> CONSIGNE DE TRAVAIL 1:
D'après l'extrait de maximes ci-dessous, répondez brièvement :
(a) Comment la maxime 289 qualifie-t-elle la simplicité affectée ?
(b) À quoi la maxime 291 compare-t-elle le mérite des hommes ?
(c) Que dit la maxime 293 de la modération, par opposition à l'ambition ?
> CONSIGNE DE TRAVAIL 2:
Reprenez l'extrait de maximes ci-dessous après sa dernière maxime, en gardant la même numérotation et le même ton.

> EXTRAIT DU DOCUMENT:
>>

286
Il est impossible d'aimer une seconde fois ce qu'on a véritablement cessé d'aimer.
287
Ce n'est pas tant la fertilité de l'esprit qui nous fait trouver plusieurs expédients sur une même affaire, que c'est le défaut de lumière qui nous fait arrêter à tout ce qui se présente à notre imagination, et qui nous empêche de discerner d'abord ce qui est le meilleur.
288
Il y a des affaires et des maladies que les remèdes aigrissent en certains temps; et la grande habileté consiste à connaître quand _il est dangereux d'en user.
289
La simplicité affectée est une imposture délicate.
290
Il y a plus de défauts dans l'humeur que dans l'esprit.
291
Le mérite des hommes a sa saison aussi bien que les fruits.
292
On peut dire de l'humeur des hommes, comme de la plupart des bâtiments, qu'elle a diverses faces, les unes agréables, et les autres désagréables.
293
La modération ne peut avoir le mérite de combattre l'ambition et de la soumettre: elles ne se trouvent jamais ensemble. La modération est la langueur et la paresse de l'âme, comme l'ambition en est l'activité et l'ardeur.

<<

> ENTRÉES LISTÉES:
>>

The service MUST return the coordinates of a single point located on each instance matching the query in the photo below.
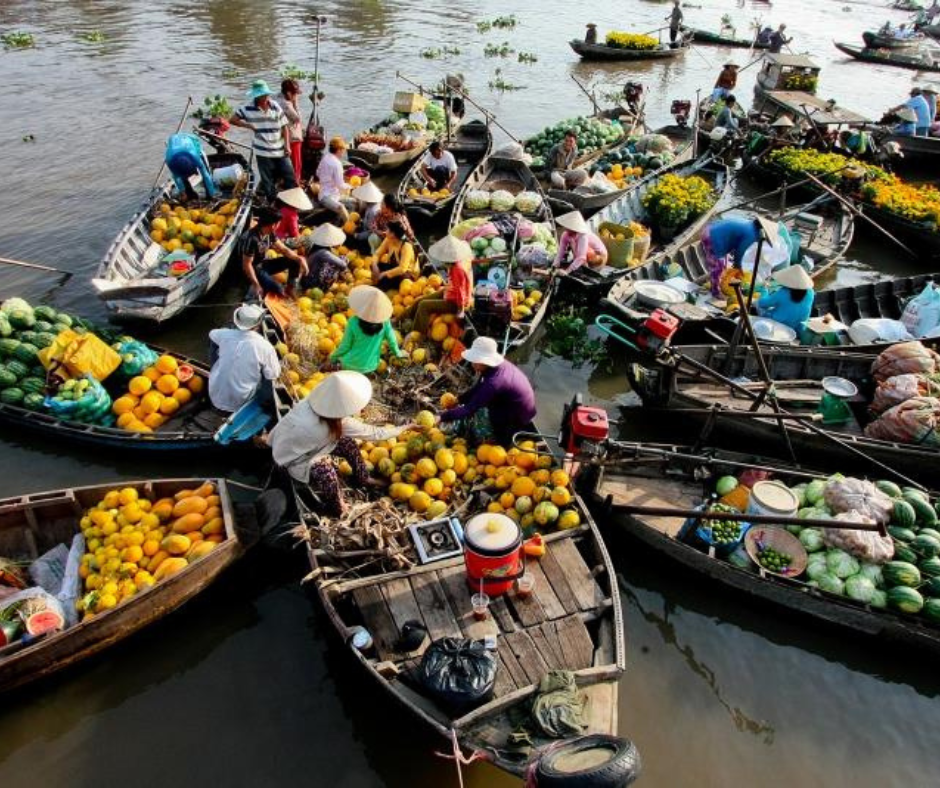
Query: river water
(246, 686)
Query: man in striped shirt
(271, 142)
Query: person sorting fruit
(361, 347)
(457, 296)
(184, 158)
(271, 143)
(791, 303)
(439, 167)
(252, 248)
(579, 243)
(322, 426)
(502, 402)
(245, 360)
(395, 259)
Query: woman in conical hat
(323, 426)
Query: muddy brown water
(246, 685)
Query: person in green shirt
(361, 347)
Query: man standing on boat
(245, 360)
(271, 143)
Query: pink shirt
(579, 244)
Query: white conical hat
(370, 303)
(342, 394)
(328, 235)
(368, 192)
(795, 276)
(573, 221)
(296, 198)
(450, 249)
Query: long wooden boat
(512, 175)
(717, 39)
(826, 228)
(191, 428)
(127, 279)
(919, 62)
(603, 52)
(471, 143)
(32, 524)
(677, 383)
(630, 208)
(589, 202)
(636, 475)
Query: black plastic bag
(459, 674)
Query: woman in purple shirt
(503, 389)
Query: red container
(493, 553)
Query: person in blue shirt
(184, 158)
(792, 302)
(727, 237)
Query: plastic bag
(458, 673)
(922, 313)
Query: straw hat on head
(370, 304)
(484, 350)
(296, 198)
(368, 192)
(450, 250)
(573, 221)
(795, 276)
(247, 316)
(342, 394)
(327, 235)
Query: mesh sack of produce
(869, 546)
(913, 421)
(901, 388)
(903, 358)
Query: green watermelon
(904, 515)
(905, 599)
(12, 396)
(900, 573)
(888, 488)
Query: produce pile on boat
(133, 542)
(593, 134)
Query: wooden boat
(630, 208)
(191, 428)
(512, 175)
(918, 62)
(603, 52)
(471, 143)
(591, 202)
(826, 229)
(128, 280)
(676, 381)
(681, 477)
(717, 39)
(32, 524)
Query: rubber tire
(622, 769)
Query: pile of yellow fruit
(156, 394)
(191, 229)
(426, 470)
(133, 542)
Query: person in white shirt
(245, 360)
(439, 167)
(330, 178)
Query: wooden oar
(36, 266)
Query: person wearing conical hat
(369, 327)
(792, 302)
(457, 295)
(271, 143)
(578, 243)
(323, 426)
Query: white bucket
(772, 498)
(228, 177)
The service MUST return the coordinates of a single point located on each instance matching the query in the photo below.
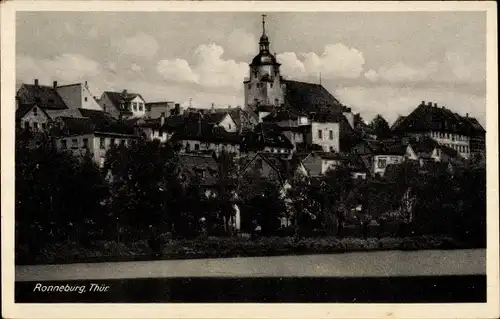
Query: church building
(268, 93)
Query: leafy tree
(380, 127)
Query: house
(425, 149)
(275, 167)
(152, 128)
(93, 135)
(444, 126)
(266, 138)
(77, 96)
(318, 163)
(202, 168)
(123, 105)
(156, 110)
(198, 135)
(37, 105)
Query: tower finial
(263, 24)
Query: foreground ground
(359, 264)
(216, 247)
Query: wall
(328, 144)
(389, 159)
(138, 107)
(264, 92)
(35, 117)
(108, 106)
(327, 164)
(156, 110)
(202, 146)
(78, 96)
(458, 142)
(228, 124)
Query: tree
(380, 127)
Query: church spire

<<

> RÉPONSE RÉDIGÉE 1:
(a) C'est une imposture délicate.
(b) Aux fruits : comme eux, il a sa saison.
(c) La modération est la langueur et la paresse de l'âme, alors que l'ambition en est l'activité et l'ardeur.

> RÉPONSE RÉDIGÉE 2:
294
Nous aimons toujours ceux qui nous admirent; et nous n'aimons pas toujours ceux que nous admirons.
295
Il s'en faut bien que nous ne connaissions toutes nos volontés.
296
Il est difficile d'aimer ceux que nous n'estimons point; mais il ne l'est pas moins d'aimer ceux que nous estimons beaucoup plus que nous.
297
Les humeurs du corps ont un cours ordinaire et réglé, qui meut et qui tourne imperceptiblement notre volonté; elles roulent ensemble et exercent successivement un empire secret en nous: de sorte qu'elles ont une part considérable à toutes nos actions, sans que nous le puissions connaître.
298
La reconnaissance de la plupart des hommes n'est qu'une secrète envie de recevoir de plus grands bienfaits.
299
Presque tout le monde prend plaisir à s'acquitter des petites obligations; beaucoup de gens ont de la reconnaissance pour les médiocres; mais il n'y a quasi personne qui n'ait de l'ingratitude pour les grandes.
300
Il y a des folies qui se prennent comme les maladies contagieuses.
301
Assez de gens méprisent le bien, mais peu savent le donner.
302
Ce n'est d'ordinaire que dans de petits intérêts où nous prenons le hasard de ne pas croire aux apparences.
303
Quelque bien qu'on nous dise de nous, on ne nous apprend rien de nouveau.
304
Nous pardonnons souvent à ceux qui nous ennuient, mais nous ne pouvons pardonner à ceux que nous ennuyons.
305
L'intérêt que l'on accuse de tous nos crimes mérite souvent d'être loué de nos bonnes actions.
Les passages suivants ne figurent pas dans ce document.